## Provided material
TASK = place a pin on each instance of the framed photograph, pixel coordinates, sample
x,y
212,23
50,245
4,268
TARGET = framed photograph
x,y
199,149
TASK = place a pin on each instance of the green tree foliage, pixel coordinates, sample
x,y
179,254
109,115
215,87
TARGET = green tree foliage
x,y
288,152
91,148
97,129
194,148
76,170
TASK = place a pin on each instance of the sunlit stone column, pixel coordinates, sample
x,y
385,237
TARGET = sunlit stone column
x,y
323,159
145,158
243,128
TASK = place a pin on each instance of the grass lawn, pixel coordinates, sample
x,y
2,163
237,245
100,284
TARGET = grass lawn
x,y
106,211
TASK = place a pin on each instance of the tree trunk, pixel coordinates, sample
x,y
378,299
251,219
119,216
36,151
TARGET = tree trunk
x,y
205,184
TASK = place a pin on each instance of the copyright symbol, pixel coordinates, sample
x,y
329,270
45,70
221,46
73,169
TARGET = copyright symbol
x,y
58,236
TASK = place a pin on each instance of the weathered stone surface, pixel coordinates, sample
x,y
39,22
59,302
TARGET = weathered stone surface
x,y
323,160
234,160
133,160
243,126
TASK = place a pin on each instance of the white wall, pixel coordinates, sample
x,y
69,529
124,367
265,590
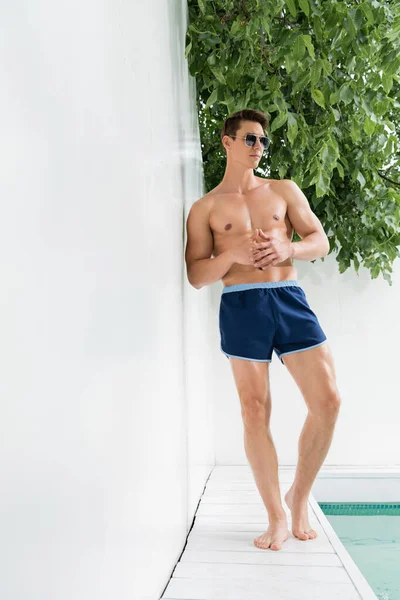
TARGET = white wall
x,y
106,438
360,319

## Objective
Rewrite all the records above line by line, including the requests, and move every pin coordinate in the answers by adding 135 to both the x and y values. Leave the picture out.

## Exercise response
TASK = place a pin on each instance of the framed photograph, pixel coordinates, sample
x,y
212,23
50,245
4,268
TARGET = framed photograph
x,y
334,284
TASK = place a pin on each instance of the green tree foliage, pixel coordinates, sample
x,y
179,254
109,115
215,87
TARGET = green tree foliage
x,y
423,287
226,283
232,264
329,283
211,305
TASK = place a pin on each instance of the sunlit stone column, pixel coordinates, sample
x,y
385,237
TARGET = sunlit stone column
x,y
458,294
280,293
378,263
TASK = place a pin on each instance of the grass lawn, pixel coordinates, sample
x,y
2,163
237,245
100,284
TARGET = grass lawn
x,y
241,346
TASK = place a pin on each instance of the tree trunk, pixel coordinates, sample
x,y
378,299
251,219
119,216
36,151
TARGET = tree trunk
x,y
340,319
TASK = place a pin on each instance of the copyright symbol, pixel coordinates, sample
x,y
329,270
45,70
221,46
73,169
TARGET = copyright symbol
x,y
193,371
TASK = place a pin on each instance of the weathered stone surface, pixel coordinates, sample
x,y
39,22
59,302
TARGET = weathered stone surface
x,y
458,295
369,295
268,295
378,261
TASK = place a pin on each instance of the white wall, pixel coordinates, sample
x,y
69,529
124,367
265,590
TARGET = white wall
x,y
241,573
495,454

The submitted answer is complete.